Records from a data collection:
- - - -

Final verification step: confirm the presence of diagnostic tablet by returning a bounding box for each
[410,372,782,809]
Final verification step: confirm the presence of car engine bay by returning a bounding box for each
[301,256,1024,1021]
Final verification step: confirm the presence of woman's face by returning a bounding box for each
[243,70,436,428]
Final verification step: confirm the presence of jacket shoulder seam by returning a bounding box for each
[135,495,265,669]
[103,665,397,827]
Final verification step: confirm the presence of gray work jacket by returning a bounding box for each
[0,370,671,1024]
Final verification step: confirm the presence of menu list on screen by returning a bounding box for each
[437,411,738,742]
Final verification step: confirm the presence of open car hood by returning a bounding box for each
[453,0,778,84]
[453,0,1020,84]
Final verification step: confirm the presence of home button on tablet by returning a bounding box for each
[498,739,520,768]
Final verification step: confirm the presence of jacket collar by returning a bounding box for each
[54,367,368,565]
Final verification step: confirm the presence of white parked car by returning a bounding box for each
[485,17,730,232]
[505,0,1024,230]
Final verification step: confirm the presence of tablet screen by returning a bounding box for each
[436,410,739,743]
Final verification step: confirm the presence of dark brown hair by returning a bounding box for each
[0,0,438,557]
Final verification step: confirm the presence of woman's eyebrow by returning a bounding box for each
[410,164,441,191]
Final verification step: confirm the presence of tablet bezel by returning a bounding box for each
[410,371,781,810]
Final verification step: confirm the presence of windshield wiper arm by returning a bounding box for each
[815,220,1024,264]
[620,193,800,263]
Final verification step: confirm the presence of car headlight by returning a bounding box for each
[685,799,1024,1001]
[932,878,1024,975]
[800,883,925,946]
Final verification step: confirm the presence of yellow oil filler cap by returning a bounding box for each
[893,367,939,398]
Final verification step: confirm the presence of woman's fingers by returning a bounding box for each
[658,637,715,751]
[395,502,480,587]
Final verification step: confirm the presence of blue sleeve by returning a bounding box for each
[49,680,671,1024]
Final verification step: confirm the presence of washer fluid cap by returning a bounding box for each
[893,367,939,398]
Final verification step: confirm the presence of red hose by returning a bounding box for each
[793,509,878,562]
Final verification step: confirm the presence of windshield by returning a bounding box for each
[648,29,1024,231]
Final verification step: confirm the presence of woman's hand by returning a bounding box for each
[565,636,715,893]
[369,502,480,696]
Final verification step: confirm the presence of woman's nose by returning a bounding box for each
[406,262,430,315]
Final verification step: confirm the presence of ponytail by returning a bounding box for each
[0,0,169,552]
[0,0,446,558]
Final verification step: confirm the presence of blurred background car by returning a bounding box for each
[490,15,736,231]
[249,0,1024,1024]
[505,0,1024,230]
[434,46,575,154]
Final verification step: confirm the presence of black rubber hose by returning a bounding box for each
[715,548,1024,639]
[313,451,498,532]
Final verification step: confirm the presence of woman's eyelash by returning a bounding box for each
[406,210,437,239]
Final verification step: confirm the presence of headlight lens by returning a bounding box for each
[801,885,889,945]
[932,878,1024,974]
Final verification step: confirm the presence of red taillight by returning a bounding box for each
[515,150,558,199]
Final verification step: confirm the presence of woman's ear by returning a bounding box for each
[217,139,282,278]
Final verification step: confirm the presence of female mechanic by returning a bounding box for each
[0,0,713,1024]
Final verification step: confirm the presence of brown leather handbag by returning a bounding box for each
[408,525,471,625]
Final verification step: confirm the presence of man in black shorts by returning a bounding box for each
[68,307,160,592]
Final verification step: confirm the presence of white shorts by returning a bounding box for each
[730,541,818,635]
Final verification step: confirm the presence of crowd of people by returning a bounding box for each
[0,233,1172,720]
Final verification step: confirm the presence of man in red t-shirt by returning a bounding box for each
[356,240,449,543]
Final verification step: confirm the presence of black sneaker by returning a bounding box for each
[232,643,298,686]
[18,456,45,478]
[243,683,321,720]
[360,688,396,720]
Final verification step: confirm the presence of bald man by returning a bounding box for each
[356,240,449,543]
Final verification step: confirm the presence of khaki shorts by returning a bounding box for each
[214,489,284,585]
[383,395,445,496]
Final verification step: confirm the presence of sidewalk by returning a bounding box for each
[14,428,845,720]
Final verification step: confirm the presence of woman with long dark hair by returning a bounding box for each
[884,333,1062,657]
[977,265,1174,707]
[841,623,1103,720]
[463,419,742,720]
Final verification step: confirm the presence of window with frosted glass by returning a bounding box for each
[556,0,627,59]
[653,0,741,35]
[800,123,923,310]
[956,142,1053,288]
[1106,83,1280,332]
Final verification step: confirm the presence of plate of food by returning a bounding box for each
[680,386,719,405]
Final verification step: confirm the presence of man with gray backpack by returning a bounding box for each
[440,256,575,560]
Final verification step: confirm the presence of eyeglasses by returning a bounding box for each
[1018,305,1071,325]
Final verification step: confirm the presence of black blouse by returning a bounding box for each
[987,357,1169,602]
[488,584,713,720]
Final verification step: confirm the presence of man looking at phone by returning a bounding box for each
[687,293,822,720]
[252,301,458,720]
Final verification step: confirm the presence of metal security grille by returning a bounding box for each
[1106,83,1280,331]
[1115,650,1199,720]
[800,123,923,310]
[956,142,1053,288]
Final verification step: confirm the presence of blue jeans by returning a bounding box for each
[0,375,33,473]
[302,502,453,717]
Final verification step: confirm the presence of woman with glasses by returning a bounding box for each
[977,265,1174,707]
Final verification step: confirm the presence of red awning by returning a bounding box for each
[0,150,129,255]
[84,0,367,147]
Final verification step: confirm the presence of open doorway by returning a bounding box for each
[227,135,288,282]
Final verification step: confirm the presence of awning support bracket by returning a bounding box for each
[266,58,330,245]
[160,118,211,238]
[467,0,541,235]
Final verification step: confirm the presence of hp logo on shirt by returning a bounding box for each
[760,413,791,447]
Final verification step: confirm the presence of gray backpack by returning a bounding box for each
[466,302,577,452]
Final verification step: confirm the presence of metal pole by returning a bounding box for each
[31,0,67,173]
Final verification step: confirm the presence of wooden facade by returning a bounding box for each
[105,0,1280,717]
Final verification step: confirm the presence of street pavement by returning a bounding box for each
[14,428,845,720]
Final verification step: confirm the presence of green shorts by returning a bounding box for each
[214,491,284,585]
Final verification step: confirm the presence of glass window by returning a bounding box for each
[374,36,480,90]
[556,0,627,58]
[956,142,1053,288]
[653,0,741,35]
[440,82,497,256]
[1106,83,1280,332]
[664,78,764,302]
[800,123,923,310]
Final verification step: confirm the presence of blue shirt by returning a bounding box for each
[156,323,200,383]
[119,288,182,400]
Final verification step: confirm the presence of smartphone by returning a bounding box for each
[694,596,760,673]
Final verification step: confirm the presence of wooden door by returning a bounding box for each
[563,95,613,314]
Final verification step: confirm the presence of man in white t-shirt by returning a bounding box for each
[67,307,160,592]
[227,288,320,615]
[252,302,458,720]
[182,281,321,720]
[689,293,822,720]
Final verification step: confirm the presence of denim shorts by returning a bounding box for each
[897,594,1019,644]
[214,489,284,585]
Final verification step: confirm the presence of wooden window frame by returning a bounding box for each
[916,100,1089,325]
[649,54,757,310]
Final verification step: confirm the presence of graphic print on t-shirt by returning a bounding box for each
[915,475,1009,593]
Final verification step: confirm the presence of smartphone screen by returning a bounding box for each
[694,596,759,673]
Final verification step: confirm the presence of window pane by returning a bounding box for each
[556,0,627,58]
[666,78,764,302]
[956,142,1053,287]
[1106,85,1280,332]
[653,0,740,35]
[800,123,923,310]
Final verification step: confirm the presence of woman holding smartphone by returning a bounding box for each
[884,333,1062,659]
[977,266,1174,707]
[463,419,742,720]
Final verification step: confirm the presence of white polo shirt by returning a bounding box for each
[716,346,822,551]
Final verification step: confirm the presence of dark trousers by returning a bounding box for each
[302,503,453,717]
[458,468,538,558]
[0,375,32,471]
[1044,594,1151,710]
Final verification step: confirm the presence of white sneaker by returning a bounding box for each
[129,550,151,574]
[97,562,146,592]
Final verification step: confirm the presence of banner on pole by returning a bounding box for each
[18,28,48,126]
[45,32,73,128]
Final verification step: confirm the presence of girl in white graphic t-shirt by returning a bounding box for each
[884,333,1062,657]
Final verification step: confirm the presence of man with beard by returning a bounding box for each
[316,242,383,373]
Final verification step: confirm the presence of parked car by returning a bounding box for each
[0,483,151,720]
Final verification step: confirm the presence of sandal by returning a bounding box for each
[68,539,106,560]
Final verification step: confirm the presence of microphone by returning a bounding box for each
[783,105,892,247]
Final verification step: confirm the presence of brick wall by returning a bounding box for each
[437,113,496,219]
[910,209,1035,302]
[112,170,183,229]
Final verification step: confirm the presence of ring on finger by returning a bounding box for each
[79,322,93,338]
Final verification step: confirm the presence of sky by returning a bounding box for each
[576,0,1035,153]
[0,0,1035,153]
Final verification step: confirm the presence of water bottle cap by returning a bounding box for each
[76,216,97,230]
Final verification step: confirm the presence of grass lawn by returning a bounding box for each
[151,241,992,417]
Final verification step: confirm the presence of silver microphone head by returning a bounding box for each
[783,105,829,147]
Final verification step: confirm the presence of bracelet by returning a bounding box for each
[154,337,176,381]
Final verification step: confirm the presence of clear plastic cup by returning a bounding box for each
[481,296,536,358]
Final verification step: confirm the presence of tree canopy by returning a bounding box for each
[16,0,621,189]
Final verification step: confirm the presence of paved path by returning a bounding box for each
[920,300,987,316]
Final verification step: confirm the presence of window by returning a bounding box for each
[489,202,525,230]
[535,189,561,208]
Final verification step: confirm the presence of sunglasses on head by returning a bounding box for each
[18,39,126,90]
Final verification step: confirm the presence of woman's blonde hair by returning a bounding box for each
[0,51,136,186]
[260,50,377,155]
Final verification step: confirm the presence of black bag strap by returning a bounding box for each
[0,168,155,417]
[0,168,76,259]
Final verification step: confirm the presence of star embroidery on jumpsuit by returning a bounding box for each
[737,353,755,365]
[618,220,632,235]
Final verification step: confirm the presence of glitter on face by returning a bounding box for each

- - - -

■ Directions: Copy everything from the line containing "Final verification step: confirm the presence of menu" down to the line containing "[453,0,1020,84]", substituting "raised car hood" for "open car hood" and leaving the rest unchanged.

■ Task result:
Final verification step: confirm the presence of menu list on screen by returning a bounding box for each
[437,411,738,742]
Final verification step: confirm the presence of raised car hood by returning a bounding box for each
[453,0,778,84]
[453,0,1020,84]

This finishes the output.